=== Begin Enclosure ===

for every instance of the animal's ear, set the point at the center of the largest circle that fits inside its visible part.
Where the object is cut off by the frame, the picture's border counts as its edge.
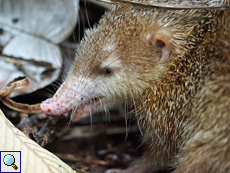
(162, 38)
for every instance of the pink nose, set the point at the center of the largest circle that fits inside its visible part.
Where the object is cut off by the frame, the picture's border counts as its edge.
(53, 107)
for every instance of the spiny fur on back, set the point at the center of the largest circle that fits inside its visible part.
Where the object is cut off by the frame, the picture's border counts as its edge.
(172, 98)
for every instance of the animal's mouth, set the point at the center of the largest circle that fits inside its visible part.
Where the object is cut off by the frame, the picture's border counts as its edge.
(88, 108)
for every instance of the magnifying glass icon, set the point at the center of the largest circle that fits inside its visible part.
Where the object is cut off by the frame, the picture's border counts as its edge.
(9, 160)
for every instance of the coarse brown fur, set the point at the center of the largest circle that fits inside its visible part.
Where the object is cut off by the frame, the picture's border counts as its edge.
(183, 102)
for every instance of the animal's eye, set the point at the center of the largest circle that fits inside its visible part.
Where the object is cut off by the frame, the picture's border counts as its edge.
(160, 43)
(108, 71)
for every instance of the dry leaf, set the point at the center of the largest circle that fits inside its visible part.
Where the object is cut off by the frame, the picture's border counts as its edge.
(33, 157)
(31, 29)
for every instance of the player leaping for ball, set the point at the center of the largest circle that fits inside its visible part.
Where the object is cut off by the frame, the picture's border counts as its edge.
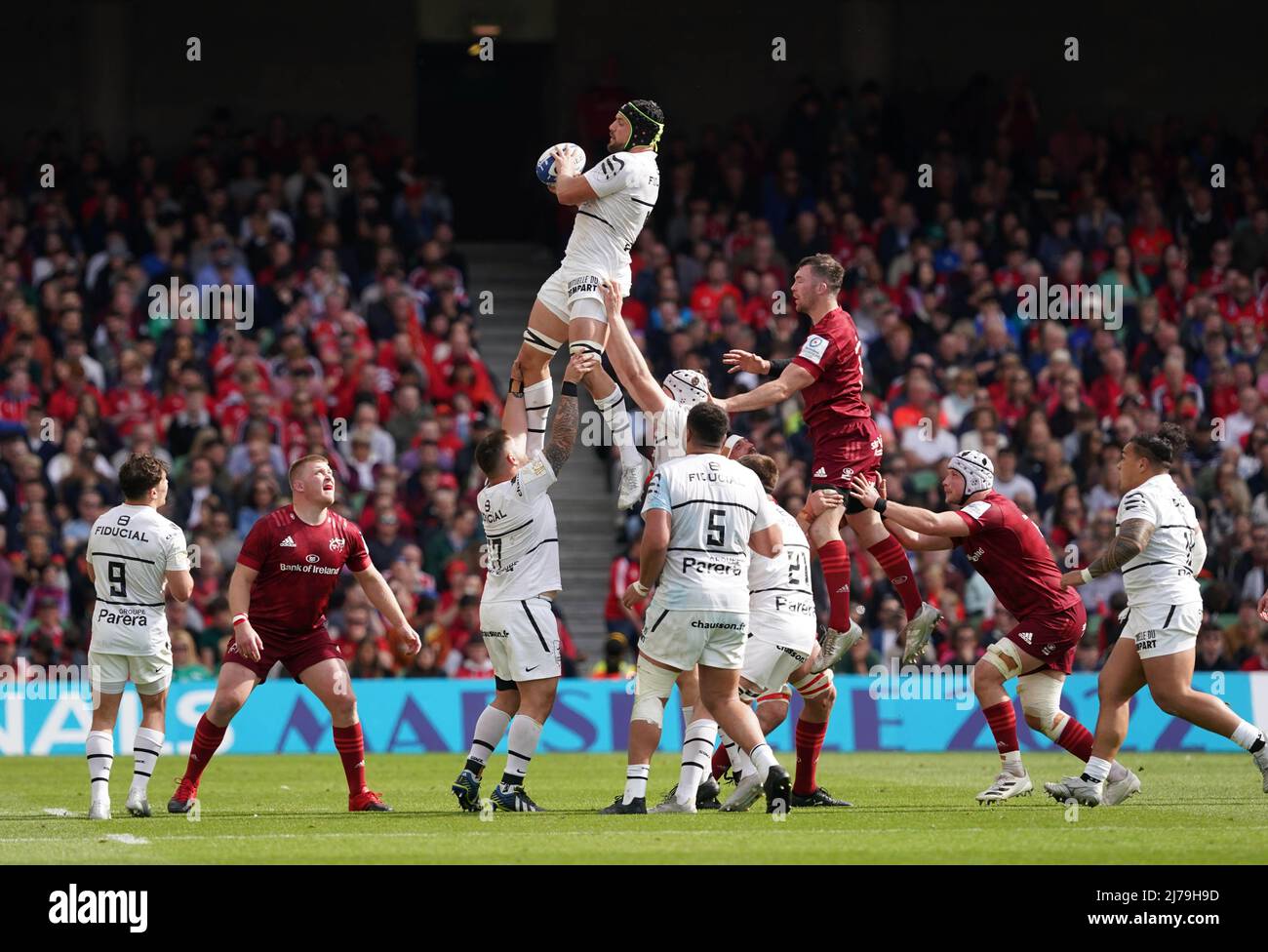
(515, 617)
(1159, 548)
(1013, 557)
(286, 572)
(828, 372)
(614, 200)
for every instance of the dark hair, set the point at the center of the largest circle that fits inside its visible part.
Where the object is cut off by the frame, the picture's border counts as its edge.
(708, 423)
(489, 452)
(1165, 448)
(768, 470)
(825, 267)
(139, 474)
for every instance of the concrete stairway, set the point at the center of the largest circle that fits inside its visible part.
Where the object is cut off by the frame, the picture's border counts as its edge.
(584, 506)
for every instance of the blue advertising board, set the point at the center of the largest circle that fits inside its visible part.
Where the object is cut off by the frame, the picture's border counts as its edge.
(436, 715)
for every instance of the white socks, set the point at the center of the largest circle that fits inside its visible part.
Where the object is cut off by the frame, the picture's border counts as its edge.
(696, 758)
(762, 760)
(490, 728)
(617, 419)
(635, 782)
(100, 758)
(536, 410)
(1246, 735)
(144, 751)
(520, 747)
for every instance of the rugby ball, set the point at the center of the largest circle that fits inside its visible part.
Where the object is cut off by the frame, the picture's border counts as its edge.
(545, 164)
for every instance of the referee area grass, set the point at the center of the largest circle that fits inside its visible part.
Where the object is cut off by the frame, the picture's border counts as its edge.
(908, 809)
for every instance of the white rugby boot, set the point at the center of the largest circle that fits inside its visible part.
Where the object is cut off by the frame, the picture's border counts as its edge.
(835, 644)
(1006, 786)
(1081, 791)
(1119, 790)
(633, 479)
(1260, 758)
(918, 631)
(138, 804)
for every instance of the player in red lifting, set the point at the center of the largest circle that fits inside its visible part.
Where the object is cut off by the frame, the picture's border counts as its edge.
(828, 372)
(286, 574)
(1013, 557)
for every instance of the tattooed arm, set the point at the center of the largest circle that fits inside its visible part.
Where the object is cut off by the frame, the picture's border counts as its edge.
(1133, 536)
(563, 430)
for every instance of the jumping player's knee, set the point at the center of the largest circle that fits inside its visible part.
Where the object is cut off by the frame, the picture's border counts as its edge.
(536, 350)
(1002, 660)
(1041, 703)
(652, 688)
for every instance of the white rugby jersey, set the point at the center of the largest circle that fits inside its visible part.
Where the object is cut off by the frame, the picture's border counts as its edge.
(131, 549)
(607, 228)
(523, 549)
(1166, 571)
(714, 506)
(782, 584)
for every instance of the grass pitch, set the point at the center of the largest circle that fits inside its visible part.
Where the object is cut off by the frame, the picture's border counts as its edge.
(909, 808)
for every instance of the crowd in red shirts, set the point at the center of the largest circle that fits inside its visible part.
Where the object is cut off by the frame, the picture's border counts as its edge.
(941, 231)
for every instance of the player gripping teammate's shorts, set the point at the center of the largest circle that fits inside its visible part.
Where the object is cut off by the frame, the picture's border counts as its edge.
(1051, 638)
(1163, 629)
(774, 650)
(577, 293)
(684, 638)
(523, 639)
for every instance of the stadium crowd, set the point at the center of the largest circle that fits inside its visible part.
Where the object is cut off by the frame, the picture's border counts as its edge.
(362, 345)
(358, 342)
(939, 236)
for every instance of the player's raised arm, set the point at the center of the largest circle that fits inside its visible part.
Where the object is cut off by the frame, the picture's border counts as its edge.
(563, 431)
(626, 359)
(571, 187)
(794, 379)
(240, 604)
(949, 525)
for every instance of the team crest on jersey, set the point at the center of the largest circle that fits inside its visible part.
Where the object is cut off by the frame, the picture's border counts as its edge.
(610, 168)
(814, 347)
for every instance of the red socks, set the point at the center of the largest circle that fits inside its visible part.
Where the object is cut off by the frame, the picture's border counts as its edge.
(892, 559)
(835, 559)
(207, 740)
(351, 752)
(1077, 739)
(810, 743)
(1003, 726)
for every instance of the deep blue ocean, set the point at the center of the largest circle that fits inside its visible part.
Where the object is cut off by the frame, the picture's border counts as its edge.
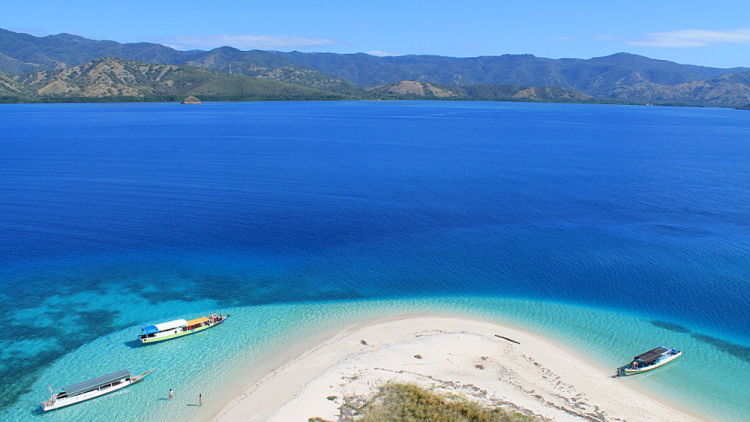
(170, 210)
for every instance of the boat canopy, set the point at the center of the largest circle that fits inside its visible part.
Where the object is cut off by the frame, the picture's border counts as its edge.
(197, 321)
(95, 383)
(164, 326)
(651, 355)
(151, 329)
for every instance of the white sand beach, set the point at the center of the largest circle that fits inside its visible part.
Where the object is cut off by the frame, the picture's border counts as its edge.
(448, 354)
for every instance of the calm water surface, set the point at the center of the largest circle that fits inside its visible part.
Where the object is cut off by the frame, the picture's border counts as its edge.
(117, 215)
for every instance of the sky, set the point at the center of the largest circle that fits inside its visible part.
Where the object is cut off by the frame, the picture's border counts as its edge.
(710, 33)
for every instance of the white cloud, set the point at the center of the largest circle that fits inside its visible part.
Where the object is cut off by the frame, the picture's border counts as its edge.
(247, 41)
(380, 53)
(604, 37)
(694, 38)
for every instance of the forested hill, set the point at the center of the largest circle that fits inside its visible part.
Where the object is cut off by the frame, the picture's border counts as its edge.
(619, 77)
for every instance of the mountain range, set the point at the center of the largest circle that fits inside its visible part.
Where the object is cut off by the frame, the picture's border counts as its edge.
(27, 61)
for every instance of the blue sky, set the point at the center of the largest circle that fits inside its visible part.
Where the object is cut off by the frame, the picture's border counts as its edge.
(713, 33)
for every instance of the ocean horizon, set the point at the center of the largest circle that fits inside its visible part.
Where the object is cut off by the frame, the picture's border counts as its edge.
(609, 229)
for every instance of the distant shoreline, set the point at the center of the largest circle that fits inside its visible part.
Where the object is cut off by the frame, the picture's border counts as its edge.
(177, 100)
(449, 353)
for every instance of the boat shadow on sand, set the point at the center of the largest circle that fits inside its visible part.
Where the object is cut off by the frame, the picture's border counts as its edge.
(133, 344)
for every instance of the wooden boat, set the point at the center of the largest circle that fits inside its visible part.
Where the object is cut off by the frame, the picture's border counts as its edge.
(179, 327)
(92, 388)
(650, 360)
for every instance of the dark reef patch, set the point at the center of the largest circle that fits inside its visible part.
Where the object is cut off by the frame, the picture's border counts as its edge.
(734, 349)
(669, 326)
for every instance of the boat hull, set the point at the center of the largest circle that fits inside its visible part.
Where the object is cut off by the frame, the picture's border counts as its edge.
(68, 401)
(627, 371)
(178, 333)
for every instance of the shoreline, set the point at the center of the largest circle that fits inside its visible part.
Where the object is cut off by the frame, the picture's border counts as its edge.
(300, 378)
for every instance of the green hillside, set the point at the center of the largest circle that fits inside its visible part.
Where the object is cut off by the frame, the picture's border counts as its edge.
(114, 78)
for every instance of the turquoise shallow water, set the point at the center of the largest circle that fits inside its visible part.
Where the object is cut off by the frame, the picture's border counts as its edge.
(302, 216)
(220, 362)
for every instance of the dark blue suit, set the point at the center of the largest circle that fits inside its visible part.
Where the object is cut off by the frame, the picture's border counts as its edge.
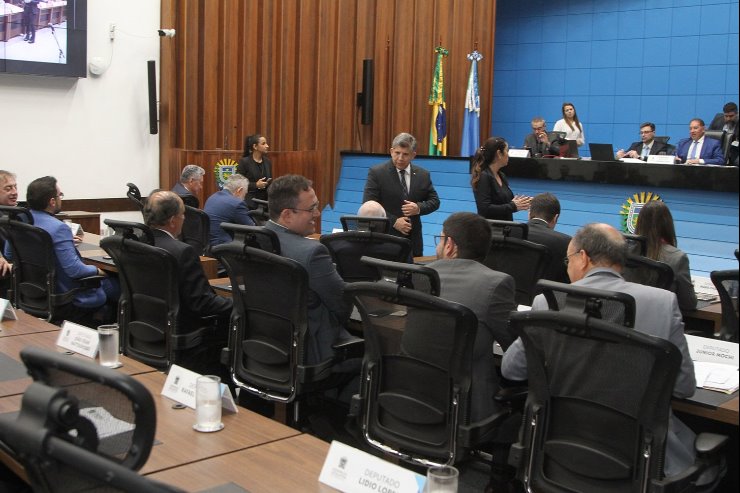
(223, 207)
(711, 151)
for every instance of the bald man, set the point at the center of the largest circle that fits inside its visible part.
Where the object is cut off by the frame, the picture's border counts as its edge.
(595, 259)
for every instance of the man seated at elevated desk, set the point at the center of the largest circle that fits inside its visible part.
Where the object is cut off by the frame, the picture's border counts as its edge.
(596, 257)
(699, 149)
(646, 146)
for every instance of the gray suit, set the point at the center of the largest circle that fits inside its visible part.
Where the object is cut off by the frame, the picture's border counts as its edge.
(657, 315)
(682, 286)
(327, 310)
(490, 295)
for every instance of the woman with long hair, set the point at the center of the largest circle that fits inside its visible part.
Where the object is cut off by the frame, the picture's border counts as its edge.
(655, 223)
(570, 124)
(256, 167)
(493, 197)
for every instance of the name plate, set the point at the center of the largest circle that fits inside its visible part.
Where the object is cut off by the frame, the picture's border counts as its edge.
(518, 152)
(712, 350)
(180, 387)
(7, 312)
(78, 338)
(658, 159)
(354, 471)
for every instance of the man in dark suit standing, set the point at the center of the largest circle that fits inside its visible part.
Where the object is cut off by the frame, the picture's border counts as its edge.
(404, 190)
(544, 212)
(294, 209)
(646, 146)
(727, 120)
(698, 149)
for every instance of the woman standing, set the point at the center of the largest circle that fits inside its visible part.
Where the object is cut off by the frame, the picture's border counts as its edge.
(493, 197)
(570, 124)
(655, 223)
(256, 167)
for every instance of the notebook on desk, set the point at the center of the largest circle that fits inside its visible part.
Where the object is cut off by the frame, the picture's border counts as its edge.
(602, 152)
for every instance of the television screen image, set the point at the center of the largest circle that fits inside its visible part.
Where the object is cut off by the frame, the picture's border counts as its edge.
(44, 38)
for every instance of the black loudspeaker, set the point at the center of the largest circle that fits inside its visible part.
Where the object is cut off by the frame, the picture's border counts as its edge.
(152, 75)
(365, 98)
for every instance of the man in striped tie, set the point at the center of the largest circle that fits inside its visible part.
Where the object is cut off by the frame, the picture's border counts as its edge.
(699, 149)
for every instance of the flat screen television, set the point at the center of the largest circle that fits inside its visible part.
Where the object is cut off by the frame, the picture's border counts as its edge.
(44, 38)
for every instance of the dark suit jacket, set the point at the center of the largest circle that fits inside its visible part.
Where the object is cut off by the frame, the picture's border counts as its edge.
(655, 149)
(197, 298)
(254, 171)
(223, 207)
(711, 151)
(557, 243)
(384, 186)
(327, 309)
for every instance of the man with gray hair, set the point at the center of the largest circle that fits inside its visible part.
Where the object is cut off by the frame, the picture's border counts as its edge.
(190, 184)
(405, 191)
(227, 206)
(595, 259)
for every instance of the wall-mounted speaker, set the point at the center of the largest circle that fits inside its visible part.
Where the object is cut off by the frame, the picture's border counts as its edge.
(152, 75)
(365, 98)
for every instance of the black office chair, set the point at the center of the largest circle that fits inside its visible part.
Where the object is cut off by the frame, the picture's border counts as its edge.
(598, 407)
(81, 427)
(365, 223)
(347, 247)
(612, 306)
(149, 313)
(636, 244)
(523, 260)
(269, 334)
(259, 211)
(35, 276)
(727, 283)
(414, 276)
(649, 272)
(254, 236)
(131, 230)
(134, 194)
(195, 229)
(414, 400)
(509, 229)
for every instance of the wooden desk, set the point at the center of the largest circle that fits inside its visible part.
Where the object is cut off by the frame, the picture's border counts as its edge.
(292, 464)
(181, 444)
(11, 346)
(26, 324)
(90, 221)
(95, 256)
(727, 412)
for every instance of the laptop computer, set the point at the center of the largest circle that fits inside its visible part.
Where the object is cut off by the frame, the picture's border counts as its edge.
(602, 152)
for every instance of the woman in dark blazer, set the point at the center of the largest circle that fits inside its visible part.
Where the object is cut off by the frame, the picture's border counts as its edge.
(493, 197)
(655, 222)
(256, 167)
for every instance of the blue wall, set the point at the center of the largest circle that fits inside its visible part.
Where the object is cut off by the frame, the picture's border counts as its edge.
(621, 62)
(706, 222)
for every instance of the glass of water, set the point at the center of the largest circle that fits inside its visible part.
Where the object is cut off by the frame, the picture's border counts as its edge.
(208, 403)
(108, 345)
(442, 479)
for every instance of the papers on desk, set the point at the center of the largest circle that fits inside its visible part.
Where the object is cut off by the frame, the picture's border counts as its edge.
(715, 363)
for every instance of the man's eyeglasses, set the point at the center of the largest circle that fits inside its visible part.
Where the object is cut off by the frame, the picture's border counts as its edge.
(312, 209)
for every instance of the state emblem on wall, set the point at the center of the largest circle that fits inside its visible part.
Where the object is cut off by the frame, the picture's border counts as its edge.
(631, 209)
(223, 169)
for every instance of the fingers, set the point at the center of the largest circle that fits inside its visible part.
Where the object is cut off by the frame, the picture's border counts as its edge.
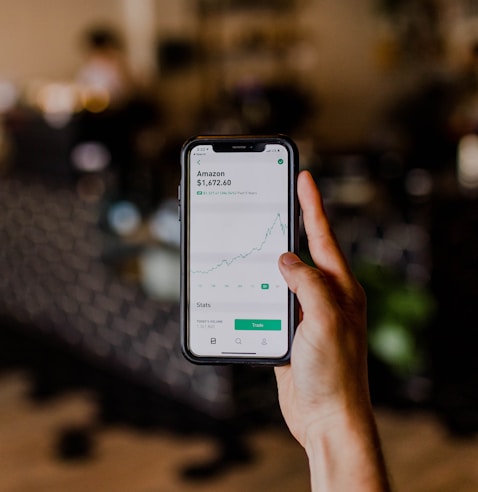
(308, 283)
(323, 246)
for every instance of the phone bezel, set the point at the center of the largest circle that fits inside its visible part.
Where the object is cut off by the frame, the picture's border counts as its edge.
(237, 143)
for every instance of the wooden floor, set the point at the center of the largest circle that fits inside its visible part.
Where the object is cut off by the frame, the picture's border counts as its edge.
(421, 455)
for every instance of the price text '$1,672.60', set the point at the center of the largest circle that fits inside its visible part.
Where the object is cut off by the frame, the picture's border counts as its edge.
(213, 182)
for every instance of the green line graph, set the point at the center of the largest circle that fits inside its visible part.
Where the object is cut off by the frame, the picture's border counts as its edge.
(278, 223)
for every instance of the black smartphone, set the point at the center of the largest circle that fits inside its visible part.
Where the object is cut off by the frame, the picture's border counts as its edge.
(239, 213)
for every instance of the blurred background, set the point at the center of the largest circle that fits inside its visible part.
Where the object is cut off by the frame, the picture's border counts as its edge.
(96, 98)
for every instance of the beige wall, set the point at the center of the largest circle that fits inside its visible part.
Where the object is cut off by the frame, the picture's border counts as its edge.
(40, 39)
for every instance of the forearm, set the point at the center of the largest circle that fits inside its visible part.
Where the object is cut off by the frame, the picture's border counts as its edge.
(345, 454)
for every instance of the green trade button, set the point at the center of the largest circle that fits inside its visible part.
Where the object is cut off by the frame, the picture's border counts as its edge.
(257, 324)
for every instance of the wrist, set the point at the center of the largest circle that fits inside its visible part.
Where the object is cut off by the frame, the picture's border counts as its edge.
(344, 452)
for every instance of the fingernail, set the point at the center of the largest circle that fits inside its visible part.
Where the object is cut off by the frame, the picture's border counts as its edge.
(290, 258)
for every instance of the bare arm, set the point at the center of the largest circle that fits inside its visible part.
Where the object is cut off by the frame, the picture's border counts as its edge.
(323, 393)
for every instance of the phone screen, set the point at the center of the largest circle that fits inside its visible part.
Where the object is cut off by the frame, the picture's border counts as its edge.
(238, 224)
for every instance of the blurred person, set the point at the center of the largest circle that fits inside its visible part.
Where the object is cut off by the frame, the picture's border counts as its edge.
(323, 393)
(116, 107)
(105, 73)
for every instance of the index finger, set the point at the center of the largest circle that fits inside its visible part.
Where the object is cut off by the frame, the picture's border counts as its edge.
(323, 245)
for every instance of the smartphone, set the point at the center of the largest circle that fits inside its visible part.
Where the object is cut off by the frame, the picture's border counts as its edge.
(239, 213)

=== End Enclosure ===

Your goal » Provide an exact copy of only the lines from the beginning of the entries through the line containing "for every instance of the animal's mouth, set", both ends included, with no pictures.

Result of this task »
for every instance of the animal's ear, set the point at the center of the largest circle that fits inside its visible part.
Where the object is cut off by the frame, the picture's border counts as its edge.
(162, 38)
for every instance of the pink nose, set the point at the center of the largest circle that fits inside its visible part.
Where the object is cut off by the frame, the picture's border counts as its edge.
(53, 107)
for every instance of the spiny fur on back, set the point at the center of the largest circle that fits inside its visible part.
Where the object is cut off by the frame, the picture's border counts as its edge.
(172, 98)
for every instance of the animal's mouth, set the point at the center of the largest circle that fits inside its visible part.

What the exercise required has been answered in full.